TASK BRIEF: Update everything in the data from the line containing "locate the grey pole in the photo above" down to the line containing "(787, 1062)", replacing "place a dot" with "mark one point" and leaving all else unchanged. Return only those lines.

EXERCISE INPUTS:
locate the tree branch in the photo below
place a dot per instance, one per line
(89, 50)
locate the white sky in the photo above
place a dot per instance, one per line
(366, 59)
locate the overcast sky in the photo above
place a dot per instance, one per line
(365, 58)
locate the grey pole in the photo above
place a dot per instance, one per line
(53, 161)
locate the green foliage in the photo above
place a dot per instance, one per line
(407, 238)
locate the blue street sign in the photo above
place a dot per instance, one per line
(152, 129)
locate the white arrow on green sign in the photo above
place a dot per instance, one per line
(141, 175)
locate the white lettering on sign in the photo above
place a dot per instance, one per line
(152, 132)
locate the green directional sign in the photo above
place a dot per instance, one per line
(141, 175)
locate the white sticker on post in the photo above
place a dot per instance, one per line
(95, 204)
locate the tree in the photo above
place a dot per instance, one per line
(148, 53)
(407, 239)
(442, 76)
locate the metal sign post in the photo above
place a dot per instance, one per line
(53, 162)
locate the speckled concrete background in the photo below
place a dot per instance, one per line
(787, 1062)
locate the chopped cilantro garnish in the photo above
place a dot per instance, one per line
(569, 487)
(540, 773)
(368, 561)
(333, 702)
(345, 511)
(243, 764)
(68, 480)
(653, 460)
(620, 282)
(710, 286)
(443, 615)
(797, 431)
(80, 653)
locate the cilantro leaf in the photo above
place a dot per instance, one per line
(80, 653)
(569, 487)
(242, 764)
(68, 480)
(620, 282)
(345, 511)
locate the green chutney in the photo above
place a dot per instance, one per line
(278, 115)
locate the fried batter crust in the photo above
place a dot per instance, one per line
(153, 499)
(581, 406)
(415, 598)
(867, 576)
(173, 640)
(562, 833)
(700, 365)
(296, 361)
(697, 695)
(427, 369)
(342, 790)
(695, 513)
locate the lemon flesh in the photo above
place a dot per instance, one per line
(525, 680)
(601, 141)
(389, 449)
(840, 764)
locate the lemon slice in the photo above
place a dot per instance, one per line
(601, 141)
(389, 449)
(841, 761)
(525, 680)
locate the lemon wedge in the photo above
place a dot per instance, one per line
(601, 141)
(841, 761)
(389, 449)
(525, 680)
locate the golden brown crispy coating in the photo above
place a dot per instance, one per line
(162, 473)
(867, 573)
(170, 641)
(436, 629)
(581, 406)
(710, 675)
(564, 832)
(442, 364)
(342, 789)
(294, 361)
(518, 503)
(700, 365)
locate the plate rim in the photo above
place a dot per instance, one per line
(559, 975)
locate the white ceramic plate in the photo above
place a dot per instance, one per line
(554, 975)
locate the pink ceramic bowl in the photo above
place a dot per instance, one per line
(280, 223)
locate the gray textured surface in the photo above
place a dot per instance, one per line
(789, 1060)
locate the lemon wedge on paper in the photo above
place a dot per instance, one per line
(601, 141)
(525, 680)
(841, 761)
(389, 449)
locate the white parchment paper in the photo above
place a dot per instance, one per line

COMPLETE RESPONSE:
locate the grey pole in the photo above
mark one point per instance, one per line
(53, 161)
locate the green foliage in the photo above
mark one point per instance, one per line
(407, 238)
locate the blue street sign in the photo above
mark one point per instance, one per line
(152, 129)
locate the white arrow on green sign in the photo above
mark one point per instance, one per line
(141, 175)
locate the white lettering on sign in the photo above
mark one point per instance, one per line
(152, 132)
locate the green directional sign in the photo above
mark one point per instance, one per line
(141, 175)
locate the white sticker on post in the photo above
mark one point per instance, one per line
(95, 204)
locate the tree in the photo above
mark one point per instance, one per line
(148, 53)
(407, 239)
(442, 76)
locate the metal sign post in the photo above
mark one point per instance, one per line
(53, 162)
locate the speckled concrete background in the photo below
mark one point per instance, one per line
(787, 1062)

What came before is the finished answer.